» **What is being asked**:
Rewrite every line of the records below as a JSON list of strings, one string per line, leaving out any blank lines.

» **Extracted information**:
'''
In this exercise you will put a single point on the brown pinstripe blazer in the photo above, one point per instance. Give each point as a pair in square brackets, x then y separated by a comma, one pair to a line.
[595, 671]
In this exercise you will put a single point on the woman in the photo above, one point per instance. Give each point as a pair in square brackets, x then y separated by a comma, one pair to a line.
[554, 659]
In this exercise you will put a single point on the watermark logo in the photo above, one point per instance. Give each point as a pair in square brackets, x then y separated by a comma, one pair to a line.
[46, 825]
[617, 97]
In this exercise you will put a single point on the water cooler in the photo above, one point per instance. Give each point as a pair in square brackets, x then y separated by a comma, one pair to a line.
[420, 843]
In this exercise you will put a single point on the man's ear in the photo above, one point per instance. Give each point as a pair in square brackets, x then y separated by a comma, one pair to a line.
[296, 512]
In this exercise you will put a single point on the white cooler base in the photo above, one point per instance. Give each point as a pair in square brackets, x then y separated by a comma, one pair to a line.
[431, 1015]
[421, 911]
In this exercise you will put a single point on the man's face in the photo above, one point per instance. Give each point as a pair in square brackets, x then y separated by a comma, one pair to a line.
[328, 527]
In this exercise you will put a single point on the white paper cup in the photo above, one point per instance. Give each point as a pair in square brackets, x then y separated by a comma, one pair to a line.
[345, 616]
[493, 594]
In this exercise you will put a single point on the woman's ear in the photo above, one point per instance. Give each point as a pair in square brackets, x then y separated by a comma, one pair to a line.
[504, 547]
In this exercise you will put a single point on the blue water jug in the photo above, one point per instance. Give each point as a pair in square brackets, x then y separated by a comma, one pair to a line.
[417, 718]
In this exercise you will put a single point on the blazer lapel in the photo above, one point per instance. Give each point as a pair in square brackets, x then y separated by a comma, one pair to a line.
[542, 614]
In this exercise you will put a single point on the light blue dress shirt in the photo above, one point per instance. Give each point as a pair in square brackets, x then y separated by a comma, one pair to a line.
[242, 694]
'''
» **Solution to this problem**:
[
  "In this exercise you will put a single point on the brown pinstripe blazer in the photo above, one point per instance. Give each point as a pair in square brackets, x then y separated by a comma, one pair to a line.",
  "[595, 671]",
  "In this exercise you will put a single point on the woman in the photo above, one point per instance. Give each point as a pair in square brackets, x then y separated by a comma, one pair to a line.",
  "[554, 659]",
  "In this exercise you will put a single point on the watermark logo in the photo above, one point per instance. Give each point as a pair in square brackets, x then y separated by a comma, one pair to a line.",
  "[46, 825]",
  "[617, 97]",
  "In this exercise you will put a single point on the water cooler in the photo above, one point per instance. Give each point as a pair in square brackets, x then y separated by a comma, one pair to a line.",
  "[420, 843]",
  "In this exercise you will put a single point on the man's ear in the photo above, one point per instance. Give each point as a pair in square brackets, x then y separated by a comma, one pair to a line.",
  "[296, 512]",
  "In this exercise you will put a single point on the white cooler base in the photo above, one point per instance. Give each point as a pair in square brackets, x then y separated by a comma, one pair to a line.",
  "[431, 1015]",
  "[421, 911]",
  "In this exercise you will put a single point on the man's face in the photo above, one point per instance. Give each point as a pair in square brackets, x then y separated by a comma, one pair to a line.",
  "[328, 527]",
  "In this exercise you will put a single point on the white paper cup in the photo above, one point per instance. Give each point as a pair in square brackets, x then y separated by a comma, one pair to a line.",
  "[345, 616]",
  "[493, 594]",
  "In this exercise you will put a single point on the woman's ear in the photo above, one point per instance. Give each point as a pair in square brackets, x then y separated by a comma, one pair to a line.",
  "[504, 547]",
  "In this exercise you will put a single point on the blue water jug in the photo above, one point per instance. Give each point as a pair in square brackets, x then y separated by a comma, one pair to a line.",
  "[417, 718]",
  "In this exercise you will put a single point on the blazer lapel in the photo above, one point per instance. Give each point as a pair in square brackets, x then y separated by a comma, one pair to a line.",
  "[542, 614]",
  "In this exercise you will put a single point on the light blue dress shirt in the photo above, one point per instance. Give each point as a pair in square brackets, x then y separated by a comma, one pair to a line.",
  "[242, 694]"
]